Your objective: Beginning at the line that contains "Would you please locate the dog's paw", transcribe the remaining lines of the listing exactly; include the final line and omit everything before.

Part of a data file:
---

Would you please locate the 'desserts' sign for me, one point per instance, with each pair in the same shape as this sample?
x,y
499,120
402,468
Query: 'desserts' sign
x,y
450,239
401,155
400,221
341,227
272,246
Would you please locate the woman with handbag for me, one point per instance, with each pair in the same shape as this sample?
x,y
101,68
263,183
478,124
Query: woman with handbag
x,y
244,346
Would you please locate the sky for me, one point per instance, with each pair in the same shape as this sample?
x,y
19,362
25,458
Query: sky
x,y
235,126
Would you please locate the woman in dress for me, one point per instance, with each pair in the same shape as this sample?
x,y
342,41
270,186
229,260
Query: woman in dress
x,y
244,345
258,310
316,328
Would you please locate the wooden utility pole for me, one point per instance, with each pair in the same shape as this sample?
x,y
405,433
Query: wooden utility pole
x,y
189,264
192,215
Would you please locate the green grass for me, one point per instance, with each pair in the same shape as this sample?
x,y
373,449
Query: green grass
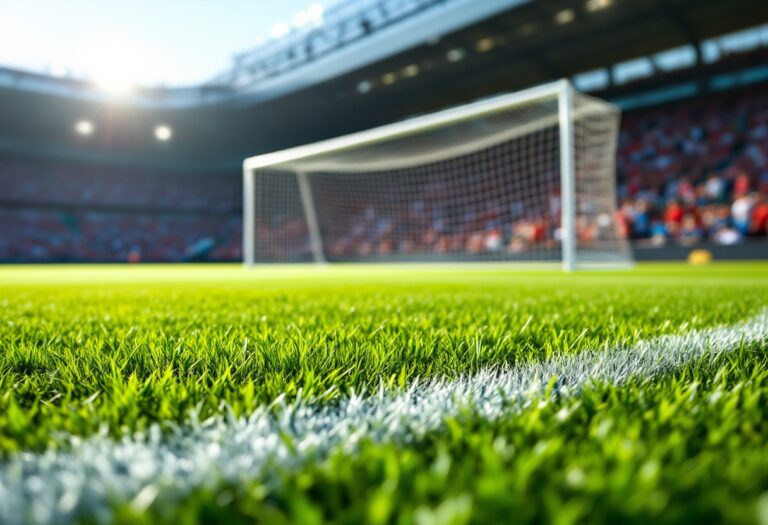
x,y
83,348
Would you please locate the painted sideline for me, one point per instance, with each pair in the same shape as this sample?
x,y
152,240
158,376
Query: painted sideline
x,y
95,473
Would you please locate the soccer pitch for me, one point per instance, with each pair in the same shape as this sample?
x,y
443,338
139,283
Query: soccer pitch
x,y
383,394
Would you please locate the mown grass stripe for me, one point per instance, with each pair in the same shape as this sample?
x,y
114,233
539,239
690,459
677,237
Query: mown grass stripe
x,y
95,473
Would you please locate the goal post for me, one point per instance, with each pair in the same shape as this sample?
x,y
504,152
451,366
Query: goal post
x,y
525,177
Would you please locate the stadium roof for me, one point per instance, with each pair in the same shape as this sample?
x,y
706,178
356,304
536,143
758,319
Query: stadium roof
x,y
527,44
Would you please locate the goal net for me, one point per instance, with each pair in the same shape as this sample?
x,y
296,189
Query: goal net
x,y
523,177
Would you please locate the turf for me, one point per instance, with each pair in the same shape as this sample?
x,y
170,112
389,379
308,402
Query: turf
x,y
84,349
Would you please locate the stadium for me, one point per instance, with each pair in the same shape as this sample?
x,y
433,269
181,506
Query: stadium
x,y
384,261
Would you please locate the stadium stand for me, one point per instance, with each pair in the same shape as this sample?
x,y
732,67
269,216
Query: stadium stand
x,y
689,172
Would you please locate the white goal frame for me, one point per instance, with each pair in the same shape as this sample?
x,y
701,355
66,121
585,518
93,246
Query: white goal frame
x,y
561,90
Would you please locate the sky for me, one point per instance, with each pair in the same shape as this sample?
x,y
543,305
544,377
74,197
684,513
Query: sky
x,y
139,42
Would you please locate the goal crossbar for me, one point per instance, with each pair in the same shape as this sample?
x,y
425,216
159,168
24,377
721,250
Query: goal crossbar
x,y
410,126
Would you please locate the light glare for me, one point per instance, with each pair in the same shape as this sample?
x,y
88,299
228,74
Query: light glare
x,y
163,133
84,127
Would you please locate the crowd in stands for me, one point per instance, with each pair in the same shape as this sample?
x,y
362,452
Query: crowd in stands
x,y
696,171
690,172
64,211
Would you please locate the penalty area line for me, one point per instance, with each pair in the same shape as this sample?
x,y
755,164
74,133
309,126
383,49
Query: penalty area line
x,y
93,474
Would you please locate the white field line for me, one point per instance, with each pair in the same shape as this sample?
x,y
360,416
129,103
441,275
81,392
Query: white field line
x,y
58,485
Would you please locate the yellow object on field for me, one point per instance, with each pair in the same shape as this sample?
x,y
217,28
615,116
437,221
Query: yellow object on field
x,y
700,257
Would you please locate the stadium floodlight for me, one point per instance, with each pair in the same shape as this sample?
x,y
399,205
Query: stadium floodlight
x,y
528,176
163,133
84,127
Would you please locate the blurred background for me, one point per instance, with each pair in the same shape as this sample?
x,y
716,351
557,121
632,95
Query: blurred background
x,y
123,125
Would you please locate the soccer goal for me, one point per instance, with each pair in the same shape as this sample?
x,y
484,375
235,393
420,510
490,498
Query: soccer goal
x,y
523,177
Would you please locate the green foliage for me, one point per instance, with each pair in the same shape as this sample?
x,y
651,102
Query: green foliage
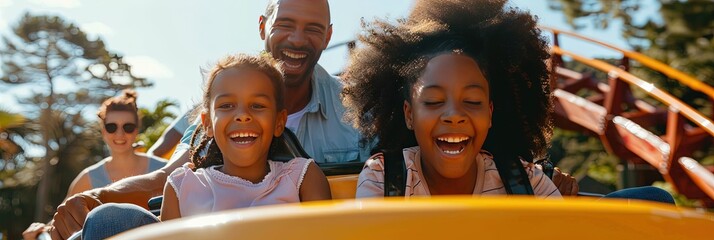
x,y
153,123
41,53
581,154
680,34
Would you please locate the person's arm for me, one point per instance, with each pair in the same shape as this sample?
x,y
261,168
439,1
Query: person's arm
x,y
170,208
170,137
34,230
314,185
70,215
80,184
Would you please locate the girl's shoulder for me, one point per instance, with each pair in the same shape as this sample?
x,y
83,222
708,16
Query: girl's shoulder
x,y
295,169
297,163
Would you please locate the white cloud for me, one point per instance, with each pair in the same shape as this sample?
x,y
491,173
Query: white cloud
x,y
5,3
97,29
148,67
57,3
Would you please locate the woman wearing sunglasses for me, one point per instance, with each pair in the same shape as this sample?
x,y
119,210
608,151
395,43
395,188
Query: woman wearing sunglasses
x,y
120,125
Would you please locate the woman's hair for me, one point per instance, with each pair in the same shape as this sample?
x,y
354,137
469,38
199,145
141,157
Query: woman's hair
x,y
125,102
263,63
506,44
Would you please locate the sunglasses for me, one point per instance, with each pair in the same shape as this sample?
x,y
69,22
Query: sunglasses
x,y
112,127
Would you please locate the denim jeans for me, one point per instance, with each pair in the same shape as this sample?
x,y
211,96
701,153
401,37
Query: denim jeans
x,y
113,218
647,193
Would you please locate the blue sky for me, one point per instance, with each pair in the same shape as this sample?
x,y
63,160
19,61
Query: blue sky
x,y
168,41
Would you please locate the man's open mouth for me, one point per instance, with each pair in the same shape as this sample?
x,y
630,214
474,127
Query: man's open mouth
x,y
293,60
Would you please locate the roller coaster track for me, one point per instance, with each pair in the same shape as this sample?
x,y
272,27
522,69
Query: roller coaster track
x,y
622,121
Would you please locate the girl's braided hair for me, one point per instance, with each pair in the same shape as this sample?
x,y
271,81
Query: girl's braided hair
x,y
263,63
504,41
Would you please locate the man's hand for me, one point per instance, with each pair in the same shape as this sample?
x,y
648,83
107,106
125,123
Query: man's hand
x,y
567,185
70,215
34,230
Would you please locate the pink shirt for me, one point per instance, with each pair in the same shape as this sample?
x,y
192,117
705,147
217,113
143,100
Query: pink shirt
x,y
488,182
209,190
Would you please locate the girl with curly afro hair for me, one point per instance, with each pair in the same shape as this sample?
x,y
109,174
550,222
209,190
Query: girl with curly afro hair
x,y
462,87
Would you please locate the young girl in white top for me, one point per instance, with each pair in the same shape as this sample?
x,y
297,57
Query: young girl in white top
x,y
460,95
242,112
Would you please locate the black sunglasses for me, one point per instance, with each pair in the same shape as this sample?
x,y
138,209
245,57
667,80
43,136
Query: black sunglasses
x,y
112,127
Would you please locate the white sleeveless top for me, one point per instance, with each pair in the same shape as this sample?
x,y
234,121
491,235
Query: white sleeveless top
x,y
209,190
488,182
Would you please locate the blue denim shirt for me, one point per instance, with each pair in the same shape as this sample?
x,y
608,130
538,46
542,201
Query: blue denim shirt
x,y
322,132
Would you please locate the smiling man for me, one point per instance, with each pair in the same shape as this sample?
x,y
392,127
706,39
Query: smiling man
x,y
295,32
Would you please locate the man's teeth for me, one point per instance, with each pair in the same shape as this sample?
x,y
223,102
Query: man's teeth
x,y
235,135
294,55
453,139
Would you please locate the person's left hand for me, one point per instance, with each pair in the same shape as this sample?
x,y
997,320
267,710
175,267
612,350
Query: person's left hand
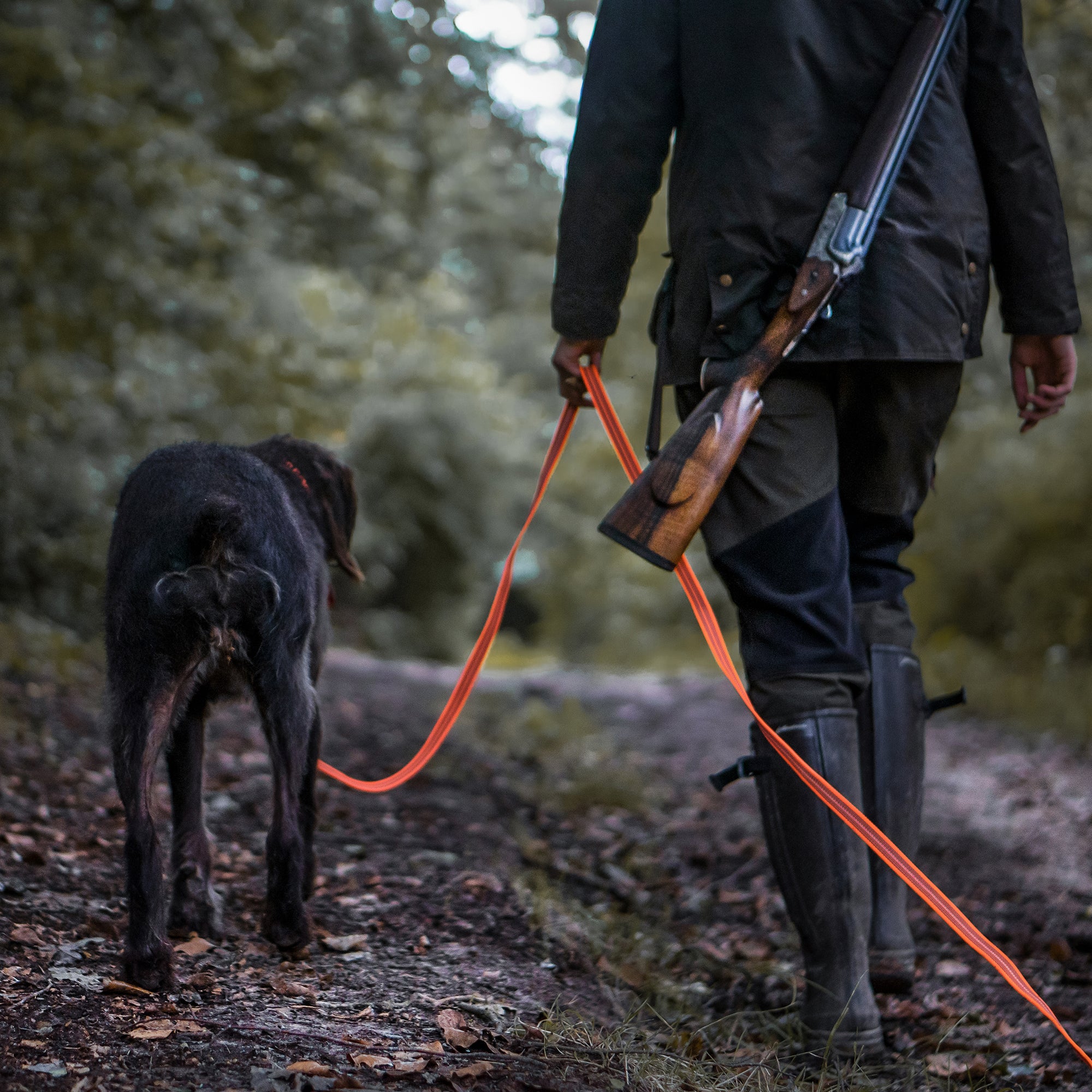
x,y
567,358
1053,365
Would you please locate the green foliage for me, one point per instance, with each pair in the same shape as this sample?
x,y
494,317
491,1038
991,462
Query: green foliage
x,y
229,220
225,219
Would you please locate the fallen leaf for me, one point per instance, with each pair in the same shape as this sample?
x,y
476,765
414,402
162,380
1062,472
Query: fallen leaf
x,y
628,974
351,943
951,1065
79,978
483,882
196,946
476,1070
752,949
454,1026
289,989
952,969
153,1030
27,935
372,1061
117,987
312,1069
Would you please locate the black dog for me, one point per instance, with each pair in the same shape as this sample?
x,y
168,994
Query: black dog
x,y
218,576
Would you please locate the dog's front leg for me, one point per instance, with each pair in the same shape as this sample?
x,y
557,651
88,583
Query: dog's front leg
x,y
290,708
138,738
195,906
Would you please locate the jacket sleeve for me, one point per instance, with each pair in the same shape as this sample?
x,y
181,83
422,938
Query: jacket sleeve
x,y
630,106
1027,225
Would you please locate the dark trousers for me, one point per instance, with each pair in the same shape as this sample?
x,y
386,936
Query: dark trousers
x,y
809,531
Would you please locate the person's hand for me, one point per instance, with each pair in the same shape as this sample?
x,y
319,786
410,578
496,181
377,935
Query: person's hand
x,y
1053,365
567,358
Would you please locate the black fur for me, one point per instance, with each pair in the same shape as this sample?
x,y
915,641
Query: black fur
x,y
218,578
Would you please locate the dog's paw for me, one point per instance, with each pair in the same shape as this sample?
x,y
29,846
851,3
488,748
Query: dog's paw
x,y
290,932
197,908
152,968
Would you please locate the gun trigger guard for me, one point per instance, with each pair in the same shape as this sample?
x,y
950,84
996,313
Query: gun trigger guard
x,y
746,767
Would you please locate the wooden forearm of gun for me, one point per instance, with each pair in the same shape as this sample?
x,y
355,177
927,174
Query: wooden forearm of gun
x,y
662,511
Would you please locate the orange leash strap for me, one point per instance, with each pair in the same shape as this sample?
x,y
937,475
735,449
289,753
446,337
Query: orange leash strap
x,y
473,667
874,838
871,835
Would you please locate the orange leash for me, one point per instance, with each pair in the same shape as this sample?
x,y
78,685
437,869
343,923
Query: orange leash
x,y
874,838
473,667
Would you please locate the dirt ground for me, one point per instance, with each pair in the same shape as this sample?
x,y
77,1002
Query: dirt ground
x,y
560,903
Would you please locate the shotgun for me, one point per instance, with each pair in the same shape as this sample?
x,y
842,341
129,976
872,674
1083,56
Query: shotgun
x,y
662,511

---

Answer for this exercise:
Would you please locate the dog's paw for me, one point per instance, with each pair in the same shape as this sample?
x,y
29,846
851,3
488,748
Query: dog's paw
x,y
290,932
197,908
152,968
Would you please locate the gun trigger guard for me, one point per instance, with each pair in the same shape as this sample?
x,y
950,84
996,313
Query: gun trigger guard
x,y
746,767
Would you please locate the wooden forearm of gun for me, one point per instance, with each pair in the same shape as this sample?
x,y
355,177
927,174
Query: wooden forearm of gun
x,y
662,511
Would you please locate the orange leash strap for me, one point per instance, with each pair in the same shape as this sample?
x,y
937,475
735,449
289,753
446,337
Query: orange leash strap
x,y
473,667
874,838
871,835
Would you please locate the orange leash for me, one point per instance, with each pair in the same shape as this sample?
x,y
78,685
437,869
343,923
Query: orange leash
x,y
874,838
473,667
Would you please locate the dirt ground for me, one point per instance, with each pair in the same shape as this sample?
x,y
77,1002
Query: dirt ground
x,y
560,903
Would you please locate the shotgun for me, one point per instance, with each pair in the same shape as this sample?
x,y
842,341
129,976
872,674
1083,56
Query: shotgun
x,y
662,511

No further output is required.